■ Text shown ■
════════════════════

Entertainer-in-Chief, Radio Love With Delilah, The Legendary Robert Gottlieb

The Takeaway

Coming up on today’s show:

  • Oslo,” a stage play that opened off Broadway, tells the story of the back channel negotiations that led to the Oslo Accords. As former Israeli President and Prime Minister Shimon Peres is laid to rest, we speak J.T. Rogers, the writer and director of “Oslo,” about his understanding of this period of peace that Peres helped make possible.
  • On Monday, the government of Colombia and the Revolutionary Armed Forces of Colombia, known as FARC, signed a historic peace accord to put an end to the 50 year war between the two groups, which has claimed more than 200,000 lives. It will either become official or will be rejected in a referendum vote this Sunday. Nadja Drost, a Bogota-based reporter on assignment for PBS NewsHour, brings us the latest.

════════════════════

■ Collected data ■
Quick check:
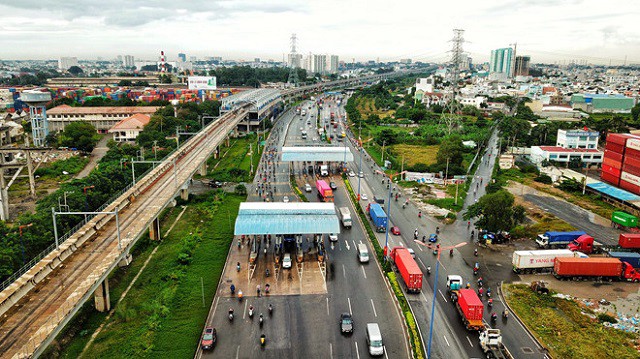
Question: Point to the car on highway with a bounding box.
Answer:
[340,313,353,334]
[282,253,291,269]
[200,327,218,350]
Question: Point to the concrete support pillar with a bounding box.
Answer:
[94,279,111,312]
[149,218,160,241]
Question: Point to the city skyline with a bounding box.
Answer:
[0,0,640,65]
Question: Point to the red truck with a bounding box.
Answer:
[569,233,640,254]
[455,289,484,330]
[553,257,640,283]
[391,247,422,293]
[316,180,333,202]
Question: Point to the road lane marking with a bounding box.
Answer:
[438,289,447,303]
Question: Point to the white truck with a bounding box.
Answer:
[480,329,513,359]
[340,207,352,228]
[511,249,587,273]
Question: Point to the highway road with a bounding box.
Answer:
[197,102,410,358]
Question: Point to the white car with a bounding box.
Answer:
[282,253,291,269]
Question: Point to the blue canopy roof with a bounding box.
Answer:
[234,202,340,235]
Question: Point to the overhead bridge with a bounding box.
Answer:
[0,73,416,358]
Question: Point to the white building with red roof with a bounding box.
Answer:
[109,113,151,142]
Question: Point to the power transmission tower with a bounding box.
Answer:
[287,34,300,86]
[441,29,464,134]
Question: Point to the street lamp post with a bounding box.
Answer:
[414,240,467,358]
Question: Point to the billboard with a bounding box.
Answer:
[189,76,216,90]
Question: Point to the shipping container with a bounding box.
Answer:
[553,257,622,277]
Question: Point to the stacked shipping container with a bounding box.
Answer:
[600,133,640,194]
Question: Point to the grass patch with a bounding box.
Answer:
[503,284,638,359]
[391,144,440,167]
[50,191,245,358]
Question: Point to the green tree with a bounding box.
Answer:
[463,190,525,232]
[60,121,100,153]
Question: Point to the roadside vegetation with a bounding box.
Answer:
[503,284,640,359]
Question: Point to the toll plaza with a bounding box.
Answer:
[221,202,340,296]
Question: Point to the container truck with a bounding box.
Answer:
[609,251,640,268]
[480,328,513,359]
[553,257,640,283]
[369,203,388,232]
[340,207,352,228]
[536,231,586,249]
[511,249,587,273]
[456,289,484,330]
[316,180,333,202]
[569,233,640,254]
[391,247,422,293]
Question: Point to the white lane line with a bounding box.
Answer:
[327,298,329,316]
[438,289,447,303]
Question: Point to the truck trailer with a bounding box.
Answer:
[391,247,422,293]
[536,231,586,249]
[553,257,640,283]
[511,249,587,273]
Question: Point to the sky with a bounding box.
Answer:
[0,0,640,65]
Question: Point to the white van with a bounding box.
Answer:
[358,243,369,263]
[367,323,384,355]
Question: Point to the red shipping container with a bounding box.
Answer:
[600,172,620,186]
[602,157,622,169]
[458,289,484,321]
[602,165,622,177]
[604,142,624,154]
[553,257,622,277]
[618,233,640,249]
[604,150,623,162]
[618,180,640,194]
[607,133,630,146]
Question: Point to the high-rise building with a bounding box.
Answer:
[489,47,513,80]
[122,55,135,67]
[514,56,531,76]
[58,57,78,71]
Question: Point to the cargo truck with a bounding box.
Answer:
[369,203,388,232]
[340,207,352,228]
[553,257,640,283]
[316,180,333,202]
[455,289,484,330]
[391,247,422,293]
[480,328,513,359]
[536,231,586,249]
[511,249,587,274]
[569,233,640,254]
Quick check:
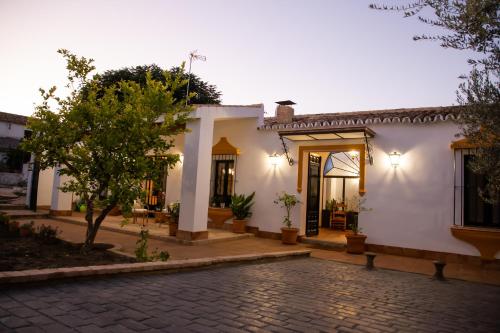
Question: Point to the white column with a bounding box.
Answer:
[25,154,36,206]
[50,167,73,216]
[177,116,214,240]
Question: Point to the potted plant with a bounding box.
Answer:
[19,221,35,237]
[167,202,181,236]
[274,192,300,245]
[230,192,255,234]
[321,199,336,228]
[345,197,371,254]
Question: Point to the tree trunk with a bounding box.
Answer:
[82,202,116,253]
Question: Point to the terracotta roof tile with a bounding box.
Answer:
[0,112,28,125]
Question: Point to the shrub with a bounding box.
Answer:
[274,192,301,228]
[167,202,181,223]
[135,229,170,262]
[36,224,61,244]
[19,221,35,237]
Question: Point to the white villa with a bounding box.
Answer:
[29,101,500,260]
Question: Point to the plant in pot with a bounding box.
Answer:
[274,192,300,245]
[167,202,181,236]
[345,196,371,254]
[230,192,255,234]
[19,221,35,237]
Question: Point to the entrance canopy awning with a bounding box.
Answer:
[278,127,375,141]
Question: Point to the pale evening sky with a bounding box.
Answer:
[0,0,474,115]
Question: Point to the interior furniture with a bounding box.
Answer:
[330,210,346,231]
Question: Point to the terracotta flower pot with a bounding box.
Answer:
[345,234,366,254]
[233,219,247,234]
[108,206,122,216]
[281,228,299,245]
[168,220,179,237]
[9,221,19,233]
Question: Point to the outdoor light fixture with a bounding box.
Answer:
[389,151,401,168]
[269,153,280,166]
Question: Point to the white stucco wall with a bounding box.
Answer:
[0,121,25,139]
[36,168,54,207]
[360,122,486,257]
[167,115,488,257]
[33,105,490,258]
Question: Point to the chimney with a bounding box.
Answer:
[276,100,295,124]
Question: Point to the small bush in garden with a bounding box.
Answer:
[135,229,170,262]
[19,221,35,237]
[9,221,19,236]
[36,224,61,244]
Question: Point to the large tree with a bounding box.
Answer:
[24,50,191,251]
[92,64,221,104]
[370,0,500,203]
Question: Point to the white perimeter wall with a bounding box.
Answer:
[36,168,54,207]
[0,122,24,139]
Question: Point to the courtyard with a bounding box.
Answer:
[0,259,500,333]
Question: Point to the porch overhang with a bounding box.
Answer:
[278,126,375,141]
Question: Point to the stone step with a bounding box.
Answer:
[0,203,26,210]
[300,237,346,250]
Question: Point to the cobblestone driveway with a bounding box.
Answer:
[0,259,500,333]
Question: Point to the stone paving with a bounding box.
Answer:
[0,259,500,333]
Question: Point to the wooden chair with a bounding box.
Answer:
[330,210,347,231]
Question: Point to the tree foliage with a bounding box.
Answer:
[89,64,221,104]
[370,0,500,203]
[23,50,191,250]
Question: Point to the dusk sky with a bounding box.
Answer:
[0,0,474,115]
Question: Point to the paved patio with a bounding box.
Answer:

════════════════════

■ Direction 1 ■
Based on the show rundown, decide whether each statement is true, answering yes or no and quoting the words that settle it: (a) Colombia's government and FARC signed the peace accord on Monday. (b) The war between the two groups lasted 30 years. (c) Nadja Drost is based in Bogota.
■ Direction 2 ■
Print the part of the show rundown that starts at "The Takeaway" and ends at "us the latest.".

■ Written answer 1 ■
(a) Yes: "On Monday, the government of Colombia and the Revolutionary Armed Forces of Colombia, known as FARC, signed a historic peace accord"
(b) No: "to put an end to the 50 year war between the two groups"
(c) Yes: "Nadja Drost, a Bogota-based reporter"

■ Written answer 2 ■
The Takeaway

Coming up on today’s show:

  • Oslo,” a stage play that opened off Broadway, tells the story of the back channel negotiations that led to the Oslo Accords. As former Israeli President and Prime Minister Shimon Peres is laid to rest, we speak J.T. Rogers, the writer and director of “Oslo,” about his understanding of this period of peace that Peres helped make possible.
  • On Monday, the government of Colombia and the Revolutionary Armed Forces of Colombia, known as FARC, signed a historic peace accord to put an end to the 50 year war between the two groups, which has claimed more than 200,000 lives. It will either become official or will be rejected in a referendum vote this Sunday. Nadja Drost, a Bogota-based reporter on assignment for PBS NewsHour, brings us the latest.